··· Data in this exercise

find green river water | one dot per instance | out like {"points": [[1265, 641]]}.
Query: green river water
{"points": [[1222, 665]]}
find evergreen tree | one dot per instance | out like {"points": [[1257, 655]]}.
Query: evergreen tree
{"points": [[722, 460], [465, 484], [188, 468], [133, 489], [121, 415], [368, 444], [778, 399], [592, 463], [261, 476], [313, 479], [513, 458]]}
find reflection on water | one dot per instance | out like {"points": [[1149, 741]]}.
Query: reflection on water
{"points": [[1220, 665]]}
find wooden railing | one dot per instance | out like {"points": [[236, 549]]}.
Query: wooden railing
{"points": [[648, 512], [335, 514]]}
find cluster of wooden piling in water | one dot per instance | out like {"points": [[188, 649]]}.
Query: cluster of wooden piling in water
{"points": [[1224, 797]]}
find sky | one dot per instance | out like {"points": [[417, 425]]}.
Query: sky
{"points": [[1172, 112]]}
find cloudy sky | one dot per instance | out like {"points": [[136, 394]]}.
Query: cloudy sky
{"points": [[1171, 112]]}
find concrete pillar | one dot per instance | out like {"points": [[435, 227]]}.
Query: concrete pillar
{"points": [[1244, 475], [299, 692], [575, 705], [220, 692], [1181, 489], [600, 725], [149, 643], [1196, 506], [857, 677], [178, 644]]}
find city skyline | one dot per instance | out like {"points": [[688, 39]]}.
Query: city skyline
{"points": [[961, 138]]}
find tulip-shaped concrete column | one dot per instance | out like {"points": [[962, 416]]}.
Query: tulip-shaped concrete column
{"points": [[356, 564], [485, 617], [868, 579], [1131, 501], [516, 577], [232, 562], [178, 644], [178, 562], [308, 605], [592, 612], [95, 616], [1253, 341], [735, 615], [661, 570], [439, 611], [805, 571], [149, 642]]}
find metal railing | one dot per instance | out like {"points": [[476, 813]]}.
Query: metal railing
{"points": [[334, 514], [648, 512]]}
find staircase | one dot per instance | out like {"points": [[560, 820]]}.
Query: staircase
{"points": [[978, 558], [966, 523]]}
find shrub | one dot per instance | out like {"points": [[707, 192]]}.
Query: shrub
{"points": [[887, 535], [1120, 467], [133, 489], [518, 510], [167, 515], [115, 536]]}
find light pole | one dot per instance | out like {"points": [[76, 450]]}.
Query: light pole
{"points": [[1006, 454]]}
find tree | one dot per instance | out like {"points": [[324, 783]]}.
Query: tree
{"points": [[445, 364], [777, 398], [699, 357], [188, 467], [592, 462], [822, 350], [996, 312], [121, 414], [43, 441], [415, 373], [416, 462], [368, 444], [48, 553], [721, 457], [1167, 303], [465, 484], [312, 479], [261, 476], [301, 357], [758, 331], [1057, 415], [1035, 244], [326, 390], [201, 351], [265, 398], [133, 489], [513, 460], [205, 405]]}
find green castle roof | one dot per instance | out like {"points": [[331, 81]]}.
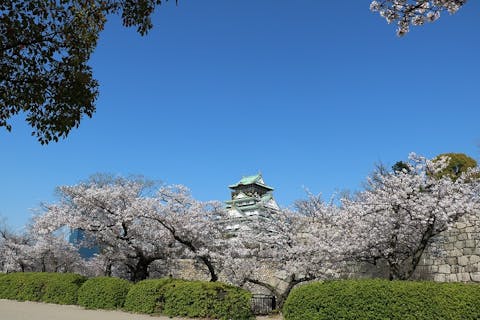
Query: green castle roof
{"points": [[245, 181]]}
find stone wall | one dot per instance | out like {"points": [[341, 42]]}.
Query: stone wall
{"points": [[453, 255]]}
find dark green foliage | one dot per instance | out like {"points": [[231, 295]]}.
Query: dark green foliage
{"points": [[401, 166], [45, 47], [60, 288], [63, 288], [103, 293], [147, 296], [206, 300], [382, 299], [458, 164]]}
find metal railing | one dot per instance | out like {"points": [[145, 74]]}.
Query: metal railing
{"points": [[263, 304]]}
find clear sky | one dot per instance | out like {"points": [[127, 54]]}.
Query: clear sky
{"points": [[310, 93]]}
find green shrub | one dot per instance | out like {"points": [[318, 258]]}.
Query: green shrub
{"points": [[103, 293], [206, 300], [381, 299], [63, 288], [147, 296], [58, 288]]}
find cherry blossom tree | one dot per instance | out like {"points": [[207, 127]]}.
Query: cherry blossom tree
{"points": [[15, 250], [106, 209], [194, 225], [413, 12], [395, 219], [299, 245], [31, 252]]}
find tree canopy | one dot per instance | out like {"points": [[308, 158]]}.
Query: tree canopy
{"points": [[406, 13], [44, 51]]}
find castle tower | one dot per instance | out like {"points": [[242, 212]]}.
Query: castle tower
{"points": [[251, 197]]}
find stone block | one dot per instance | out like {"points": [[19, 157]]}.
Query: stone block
{"points": [[439, 277], [448, 246], [463, 277], [455, 252], [474, 259], [475, 276], [463, 260], [444, 268], [451, 278], [470, 243], [459, 244], [462, 236], [460, 225]]}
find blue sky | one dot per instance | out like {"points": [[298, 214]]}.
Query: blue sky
{"points": [[310, 93]]}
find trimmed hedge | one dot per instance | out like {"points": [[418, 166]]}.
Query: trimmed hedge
{"points": [[59, 288], [206, 300], [103, 293], [167, 296], [382, 299], [147, 296]]}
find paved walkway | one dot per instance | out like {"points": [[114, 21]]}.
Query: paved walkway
{"points": [[14, 310]]}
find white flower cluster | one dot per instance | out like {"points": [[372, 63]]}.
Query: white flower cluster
{"points": [[413, 12]]}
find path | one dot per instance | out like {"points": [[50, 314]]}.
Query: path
{"points": [[15, 310]]}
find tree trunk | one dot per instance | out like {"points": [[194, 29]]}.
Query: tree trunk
{"points": [[211, 268], [140, 270], [281, 297]]}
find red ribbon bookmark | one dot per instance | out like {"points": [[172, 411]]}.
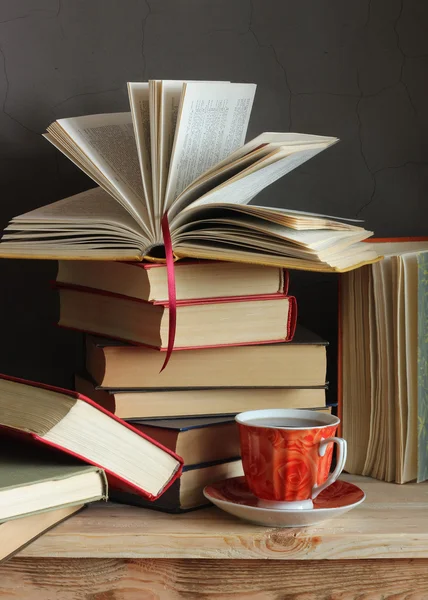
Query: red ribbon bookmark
{"points": [[172, 295]]}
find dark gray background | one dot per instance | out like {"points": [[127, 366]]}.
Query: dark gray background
{"points": [[356, 69]]}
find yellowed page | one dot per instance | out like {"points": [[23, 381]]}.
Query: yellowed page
{"points": [[212, 123], [170, 98], [410, 265], [400, 364], [274, 138], [138, 94], [245, 186], [109, 142]]}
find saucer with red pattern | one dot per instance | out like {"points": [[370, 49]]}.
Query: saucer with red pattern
{"points": [[233, 496]]}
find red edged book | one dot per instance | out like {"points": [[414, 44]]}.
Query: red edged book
{"points": [[203, 323], [194, 279], [76, 425]]}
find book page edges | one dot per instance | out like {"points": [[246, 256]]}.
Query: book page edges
{"points": [[280, 262], [112, 476]]}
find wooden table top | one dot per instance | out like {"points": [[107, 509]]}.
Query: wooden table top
{"points": [[391, 523]]}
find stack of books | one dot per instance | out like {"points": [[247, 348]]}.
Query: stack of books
{"points": [[384, 363], [231, 357], [174, 180]]}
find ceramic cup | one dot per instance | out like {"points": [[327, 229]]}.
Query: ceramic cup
{"points": [[286, 455]]}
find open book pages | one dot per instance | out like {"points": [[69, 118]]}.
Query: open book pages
{"points": [[384, 324], [180, 152]]}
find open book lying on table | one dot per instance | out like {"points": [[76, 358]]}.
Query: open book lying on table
{"points": [[180, 153]]}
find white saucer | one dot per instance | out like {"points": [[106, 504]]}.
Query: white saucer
{"points": [[233, 496]]}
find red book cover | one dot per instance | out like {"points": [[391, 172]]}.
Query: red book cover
{"points": [[115, 481]]}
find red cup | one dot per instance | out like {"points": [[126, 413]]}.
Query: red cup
{"points": [[286, 455]]}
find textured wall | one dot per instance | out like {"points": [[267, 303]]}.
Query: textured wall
{"points": [[356, 69]]}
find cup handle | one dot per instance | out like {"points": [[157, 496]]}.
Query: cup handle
{"points": [[340, 464]]}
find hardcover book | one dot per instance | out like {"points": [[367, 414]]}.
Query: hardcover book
{"points": [[383, 350], [194, 279], [200, 323], [77, 426], [19, 533], [112, 364], [135, 404], [177, 163], [35, 479], [187, 492]]}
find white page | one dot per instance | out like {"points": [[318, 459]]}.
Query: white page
{"points": [[206, 183], [243, 188], [109, 142], [91, 206], [139, 102], [212, 123], [275, 138], [154, 106], [81, 161]]}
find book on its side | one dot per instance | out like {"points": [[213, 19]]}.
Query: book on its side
{"points": [[186, 493], [196, 440], [194, 279], [78, 426], [35, 479], [121, 366], [158, 403], [384, 357], [200, 324], [180, 153], [17, 534]]}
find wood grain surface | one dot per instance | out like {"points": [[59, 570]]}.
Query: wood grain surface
{"points": [[391, 523], [110, 579]]}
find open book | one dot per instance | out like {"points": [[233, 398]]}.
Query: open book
{"points": [[180, 152]]}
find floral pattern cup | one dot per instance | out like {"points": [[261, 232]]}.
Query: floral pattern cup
{"points": [[287, 466]]}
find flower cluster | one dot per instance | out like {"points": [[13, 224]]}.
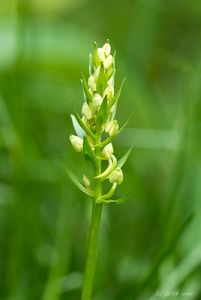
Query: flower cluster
{"points": [[97, 126]]}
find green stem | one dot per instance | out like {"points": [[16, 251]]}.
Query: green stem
{"points": [[93, 236]]}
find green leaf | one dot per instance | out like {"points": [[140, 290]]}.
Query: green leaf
{"points": [[88, 152], [87, 94], [84, 127], [78, 129], [102, 81], [103, 115], [110, 138], [118, 200], [91, 68], [124, 158], [76, 181]]}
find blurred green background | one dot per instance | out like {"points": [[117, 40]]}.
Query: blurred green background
{"points": [[149, 246]]}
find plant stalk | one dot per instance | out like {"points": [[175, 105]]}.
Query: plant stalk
{"points": [[93, 235]]}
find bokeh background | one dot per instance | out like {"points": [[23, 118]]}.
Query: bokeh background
{"points": [[150, 246]]}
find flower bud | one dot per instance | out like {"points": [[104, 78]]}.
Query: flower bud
{"points": [[107, 49], [108, 62], [76, 142], [84, 120], [96, 73], [109, 91], [116, 176], [112, 128], [107, 151], [96, 102], [86, 181], [101, 55], [86, 111], [92, 83]]}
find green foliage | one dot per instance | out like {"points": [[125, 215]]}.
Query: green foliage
{"points": [[43, 48]]}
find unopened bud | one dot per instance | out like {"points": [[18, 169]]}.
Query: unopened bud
{"points": [[116, 176], [96, 102], [92, 83], [84, 120], [112, 128], [76, 142], [107, 49], [86, 111], [101, 55], [109, 91], [108, 62], [86, 181], [96, 73], [107, 151]]}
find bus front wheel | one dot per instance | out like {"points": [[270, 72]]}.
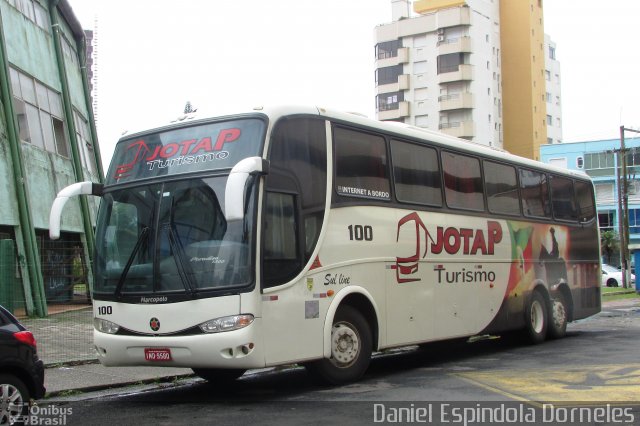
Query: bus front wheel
{"points": [[559, 317], [536, 318], [351, 346]]}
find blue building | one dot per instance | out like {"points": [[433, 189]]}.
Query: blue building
{"points": [[598, 160]]}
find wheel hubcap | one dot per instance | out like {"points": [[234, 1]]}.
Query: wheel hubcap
{"points": [[11, 403], [537, 316], [345, 345], [559, 314]]}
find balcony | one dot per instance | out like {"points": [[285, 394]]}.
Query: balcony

······

Write down again, exactly as given, only the lines above that fall from the line with "find bokeh background" to the line with "find flower bud", inclusive.

Response:
find bokeh background | one dot per instance | out like {"points": [[23, 118]]}.
Query: bokeh background
{"points": [[150, 246]]}
find flower bud | one dot per instance | out like {"points": [[104, 78]]}.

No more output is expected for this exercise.